-- Begin SOURCE PASSAGE --

Results 1 to 7 of 7

Thread: 83 Sqn Manchester L7426 lost March 9, 1942

  1. #1
    Join Date
    Nov 2008
    Location
    Toronto
    Posts
    1,231
    Thanks
    0
    Thanked 0 Times in 0 Posts

    Default 83 Sqn Manchester L7426 lost March 9, 1942

    Hi All,

    Well after a long absence, lost in the trenches of 1914-1918, I have returned to 1939-1945 and have a query about this a/c for a friend.

    It was shot down 4km NE of Enkhuisen, map reference Z.3762. The report says it crashed into the Ijsselmer and the nose broke through the ice. The Germans tried to rescue the crew but were unsuccessful.

    The only crew member I have details on is P/O William Arthur Harris J/5082, RCAF.

    The relative who has Harris's service file, provided the following account from it: "A further visit was made to Ehkhuizen on 5th September (1946) and Wachtmeester H. Grashuis contacted. This aircraft crashed in flames on the night of 9th March, 1942, according to this eyewitness. The aircraft is reported to have nosed its way through thick ice and the fuselage sank through the gush made by the nose. The aircraft wings lay resting on the ice with the nose above the ice when the Germans attempted to recover members of the crew."

    Can anyone tell me the other crew member names and perhaps an entry from the ORB?

    thanks... and it's nice to be back again.
    David

  2. #2
    Join Date
    Dec 2007
    Posts
    1,011
    Thanks
    1
    Thanked 5 Times in 5 Posts

    Default

    Welcome back, we left a light burning ...
    http://www.filephotoservice.co.uk/
    RESEARCH AT THE NATIONAL ARCHIVES & OTHER UK INSTITUTIONS

  3. #3
    Join Date
    Nov 2008
    Location
    Toronto
    Posts
    1,231
    Thanks
    0
    Thanked 0 Times in 0 Posts

    Default

    LOL, thanks Bruce.

-- End SOURCE PASSAGE --
-- Begin DATA ENTRIES --

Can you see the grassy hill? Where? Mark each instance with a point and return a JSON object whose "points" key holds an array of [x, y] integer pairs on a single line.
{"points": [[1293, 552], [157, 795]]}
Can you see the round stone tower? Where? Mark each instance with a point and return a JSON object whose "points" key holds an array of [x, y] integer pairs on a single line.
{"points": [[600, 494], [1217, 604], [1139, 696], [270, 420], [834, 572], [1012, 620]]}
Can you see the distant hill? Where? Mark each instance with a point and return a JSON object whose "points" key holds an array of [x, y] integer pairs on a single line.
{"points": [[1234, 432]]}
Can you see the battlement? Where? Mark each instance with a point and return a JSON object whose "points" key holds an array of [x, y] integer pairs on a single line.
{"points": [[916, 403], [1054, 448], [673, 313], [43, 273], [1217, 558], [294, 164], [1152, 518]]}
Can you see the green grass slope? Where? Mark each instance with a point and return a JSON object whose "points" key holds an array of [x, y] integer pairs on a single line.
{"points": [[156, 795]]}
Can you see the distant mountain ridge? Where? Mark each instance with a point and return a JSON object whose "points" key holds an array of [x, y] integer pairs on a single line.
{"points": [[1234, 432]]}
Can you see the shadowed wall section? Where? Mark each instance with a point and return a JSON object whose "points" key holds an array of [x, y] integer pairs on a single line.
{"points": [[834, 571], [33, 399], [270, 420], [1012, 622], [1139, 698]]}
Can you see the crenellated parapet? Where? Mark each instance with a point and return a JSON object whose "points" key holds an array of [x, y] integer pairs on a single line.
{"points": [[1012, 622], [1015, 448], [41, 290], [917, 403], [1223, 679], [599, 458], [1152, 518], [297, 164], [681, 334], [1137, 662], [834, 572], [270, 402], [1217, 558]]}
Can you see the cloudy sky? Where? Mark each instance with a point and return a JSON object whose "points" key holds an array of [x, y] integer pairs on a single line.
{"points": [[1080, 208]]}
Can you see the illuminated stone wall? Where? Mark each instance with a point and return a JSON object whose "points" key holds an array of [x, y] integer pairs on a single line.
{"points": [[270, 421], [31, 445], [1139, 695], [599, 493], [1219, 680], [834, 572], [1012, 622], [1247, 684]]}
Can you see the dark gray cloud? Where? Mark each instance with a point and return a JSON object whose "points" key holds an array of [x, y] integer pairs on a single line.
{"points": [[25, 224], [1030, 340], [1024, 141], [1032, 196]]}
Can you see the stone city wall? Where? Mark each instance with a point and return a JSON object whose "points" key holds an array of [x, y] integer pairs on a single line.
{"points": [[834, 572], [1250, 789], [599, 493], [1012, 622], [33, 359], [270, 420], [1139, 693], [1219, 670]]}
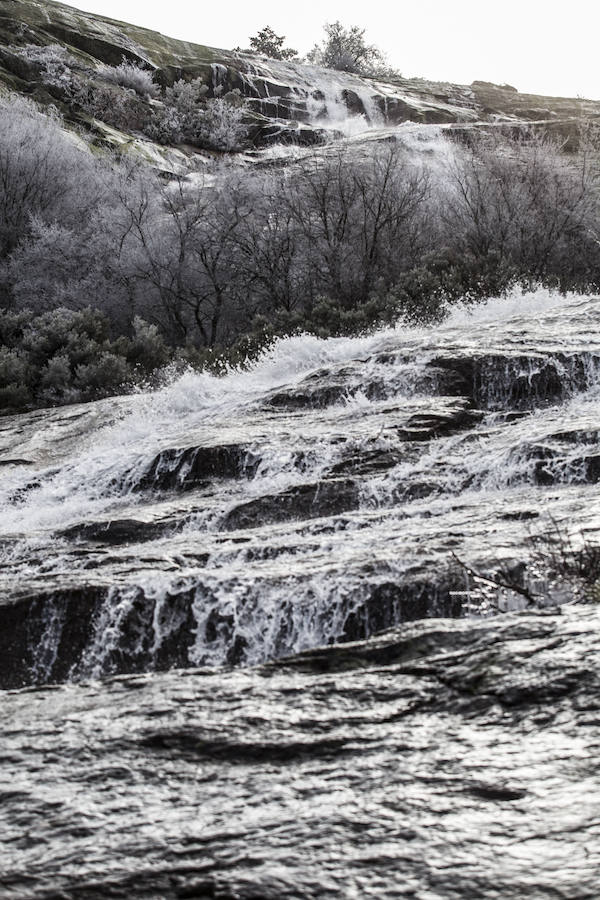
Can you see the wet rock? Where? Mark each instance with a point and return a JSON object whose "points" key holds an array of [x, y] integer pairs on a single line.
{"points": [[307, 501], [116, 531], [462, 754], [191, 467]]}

-- End DATA ENTRIES --

GOALS:
1. From the forum thread about Manchester L7426, write out the passage starting with "Well after a" and going on through "but were unsuccessful.".
2. In the eyewitness account quoted in the Manchester L7426 thread, how did the aircraft's fuselage come to sink? Explain in one to three sentences.
3. Continue the forum thread about Manchester L7426 from where it stops.

SOLVED TASKS:
1.
Well after a long absence, lost in the trenches of 1914-1918, I have returned to 1939-1945 and have a query about this a/c for a friend.

    It was shot down 4km NE of Enkhuisen, map reference Z.3762. The report says it crashed into the Ijsselmer and the nose broke through the ice. The Germans tried to rescue the crew but were unsuccessful.

2. The aircraft nosed its way through thick ice, which opened a gap. The fuselage sank through that gap, while the wings stayed resting on the ice and the nose stayed above it.

3.
    I have obviously forgotten my SOP though... did a simple web search and found the crew of "OL-D", which was going/returning from a mission to Essen. So now just looking for extra details from ORB or similar.

    Pilot:P/O 114266 Christopher Ronald Frost DFM 25 RAFVR killed.
    Pilot:P/O 61282 Ian Frederick Livingstone 25 RAFVR killed.
    P/O J/5082 William Arthur Harris 24 RCAF killed.
    Flt/Sgt 901690 William Durham Biltcliffe 22 RAFVR killed.
    Sgt 1326330 Stanley Grunwell 27 RAFVR killed.
    Sgt 1376053 Harold Reginald Ray RAFVR killed.
    Wop/AG:Sgt 931488 Joseph Howard Stone RAFVR killed.
    David

  4. #4
    Join Date
    Nov 2007
    Location
    Cornwall
    Posts
    1,765
    Thanks
    0
    Thanked 0 Times in 0 Posts

    Default

    [QUOTE=dfuller52;116163]LOL, thanks Bruce.

    I have obviously forgotten my SOP though... did a simple web search and found the crew of "OL-D", which was going/returning from a mission to Essen. So now just looking for extra details from ORB or similar.

    What is it you would like from the ORB, unfortunately, on checking, the loss is not recorded in the 541 of the ORB
    Last edited by AlanW; 4th February 2016 at 19:56.

  5. #5
    Join Date
    Nov 2008
    Location
    East Sussex
    Posts
    526
    Thanks
    7
    Thanked 0 Times in 0 Posts

    Default

    The 83 Squadron history by Low and Harper ISBN 1 900604 05 1 gives the details as (there are some typos in the book)

    8/3/42
    Manchester
    L7426
    "D"
    PO I F Livingstone

    PO C R Frost DFM
    Sgt J Stone
    PO WA Harris
    FS W Biltcliffe
    Sgt S Crunwell
    Sgt H Ray

    All killed
    Crashed 3km from Enkhuisen Ijsselmeer Holland
    Eight aircraft to attack Krupps factories at Essen. First GEE operation. A total of 22 Manchesters operated and 3 lost two. (R5779) The only two Manchester losses.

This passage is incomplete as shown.